Recast the stretch from the line containing "Query: bird's body" through the end of the entries as a Markdown table with the columns Number and Line, numbering each row and skipping blank lines. Leave the pictures out of the answer.

++++ PROVIDED DATA ++++

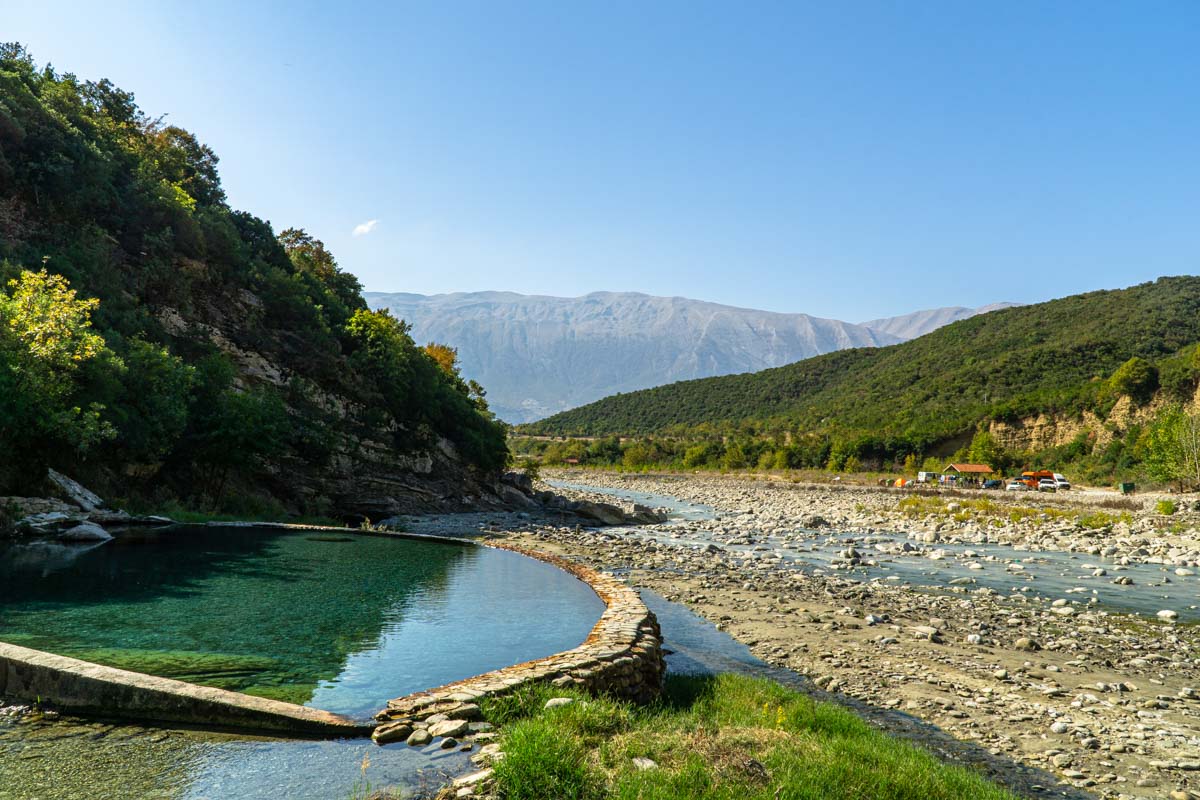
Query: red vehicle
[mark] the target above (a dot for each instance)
(1033, 477)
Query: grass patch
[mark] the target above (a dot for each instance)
(988, 511)
(713, 738)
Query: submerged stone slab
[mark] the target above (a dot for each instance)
(85, 687)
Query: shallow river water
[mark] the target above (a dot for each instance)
(887, 555)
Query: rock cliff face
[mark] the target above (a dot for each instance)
(1045, 431)
(538, 355)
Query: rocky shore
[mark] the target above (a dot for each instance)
(1108, 702)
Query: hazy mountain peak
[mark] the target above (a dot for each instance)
(918, 323)
(539, 354)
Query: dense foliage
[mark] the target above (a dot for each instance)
(133, 298)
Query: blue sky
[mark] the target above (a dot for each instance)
(849, 160)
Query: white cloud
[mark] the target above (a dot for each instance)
(364, 228)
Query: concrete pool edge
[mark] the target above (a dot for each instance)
(75, 685)
(622, 657)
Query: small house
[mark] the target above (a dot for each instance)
(969, 471)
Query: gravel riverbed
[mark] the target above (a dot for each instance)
(1105, 701)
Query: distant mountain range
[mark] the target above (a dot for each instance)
(918, 323)
(1062, 358)
(539, 355)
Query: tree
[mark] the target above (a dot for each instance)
(46, 338)
(1137, 378)
(444, 355)
(985, 450)
(1173, 447)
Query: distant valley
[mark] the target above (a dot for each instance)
(539, 355)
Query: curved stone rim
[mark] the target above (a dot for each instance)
(621, 656)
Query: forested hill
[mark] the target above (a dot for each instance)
(166, 347)
(1066, 355)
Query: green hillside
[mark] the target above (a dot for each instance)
(1056, 356)
(156, 342)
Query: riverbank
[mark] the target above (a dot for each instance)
(1105, 701)
(712, 738)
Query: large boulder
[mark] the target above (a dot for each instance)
(603, 512)
(73, 491)
(85, 531)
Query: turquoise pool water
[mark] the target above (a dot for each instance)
(331, 620)
(335, 621)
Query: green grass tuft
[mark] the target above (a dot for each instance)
(724, 738)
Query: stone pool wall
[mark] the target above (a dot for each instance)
(85, 687)
(622, 656)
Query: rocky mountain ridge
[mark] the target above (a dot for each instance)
(538, 355)
(918, 323)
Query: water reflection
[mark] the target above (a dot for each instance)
(342, 624)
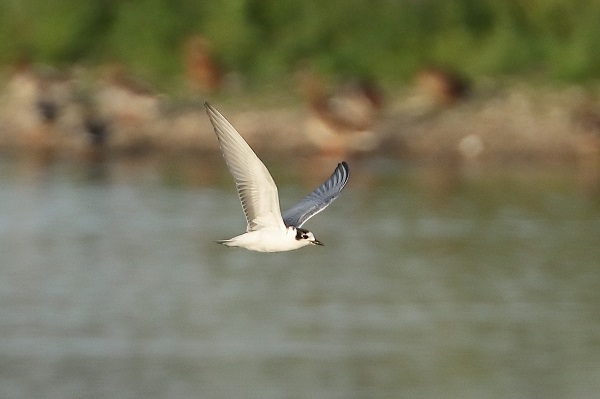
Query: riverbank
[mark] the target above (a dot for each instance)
(495, 122)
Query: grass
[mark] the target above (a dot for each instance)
(265, 40)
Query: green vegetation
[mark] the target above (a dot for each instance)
(264, 40)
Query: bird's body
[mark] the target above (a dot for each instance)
(267, 229)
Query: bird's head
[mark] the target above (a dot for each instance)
(305, 235)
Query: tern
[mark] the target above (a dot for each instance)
(267, 229)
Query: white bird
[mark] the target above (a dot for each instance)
(268, 230)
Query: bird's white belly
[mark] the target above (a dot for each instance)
(267, 241)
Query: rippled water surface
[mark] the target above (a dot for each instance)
(434, 282)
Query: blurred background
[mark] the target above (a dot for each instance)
(461, 260)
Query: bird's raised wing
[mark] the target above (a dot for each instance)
(255, 186)
(319, 199)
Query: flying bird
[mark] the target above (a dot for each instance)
(268, 230)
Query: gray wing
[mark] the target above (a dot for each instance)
(256, 188)
(319, 199)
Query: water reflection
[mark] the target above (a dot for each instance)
(434, 282)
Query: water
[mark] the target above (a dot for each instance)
(434, 283)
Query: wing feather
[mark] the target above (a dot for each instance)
(255, 186)
(319, 199)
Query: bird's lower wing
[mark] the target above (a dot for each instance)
(319, 199)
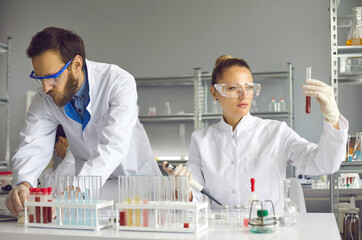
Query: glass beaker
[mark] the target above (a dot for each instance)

++++

OUTPUT OF THE EXERCISE –
| Number | Line |
|---|---|
| 1 | Query: bird's body |
| 2 | [mark] the target above (a dot for each instance) |
| 3 | (267, 229) |
| 4 | Query: bird's head |
| 5 | [mark] the target above (a dot for each instance) |
| 6 | (305, 235) |
| 7 | Query: tern |
| 8 | [mark] the target above (a dot for each instance) |
| 9 | (267, 229) |
| 10 | Query: white bird |
| 11 | [mark] the target above (a dot for each instance) |
| 12 | (268, 230) |
| 13 | Query: bird's white belly |
| 14 | [mark] the target above (a dot for each instance) |
| 15 | (267, 241) |
| 16 | Query: rippled water surface |
| 17 | [mark] the target above (a dot for each instance) |
| 18 | (434, 282) |
| 19 | Query: blurred background |
| 20 | [mark] the target above (a dot for each instance) |
| 21 | (461, 260) |
| 22 | Query: bird's raised wing |
| 23 | [mark] the target above (a dot for each instance) |
| 24 | (255, 186) |
| 25 | (319, 199) |
| 26 | Query: flying bird |
| 27 | [mark] the target above (a dot for each instance) |
| 28 | (268, 230) |
| 29 | Query: gray wing |
| 30 | [mark] the target above (a dot for each instance) |
| 31 | (256, 188) |
| 32 | (319, 199) |
| 33 | Query: water reflection |
| 34 | [mark] the target above (a dot for each instance) |
| 35 | (434, 282) |
| 36 | Query: water |
| 37 | [mark] the target above (a dot for each instance) |
| 38 | (434, 283) |
| 39 | Query: wing feather |
| 40 | [mark] the target above (a dot for each instance) |
| 41 | (255, 186) |
| 42 | (319, 199) |
| 43 | Query: bird's lower wing |
| 44 | [mark] the target above (a dot for each instance) |
| 45 | (319, 199) |
| 46 | Query: glass beaker |
| 47 | [mark] the target above (a dot for each instance) |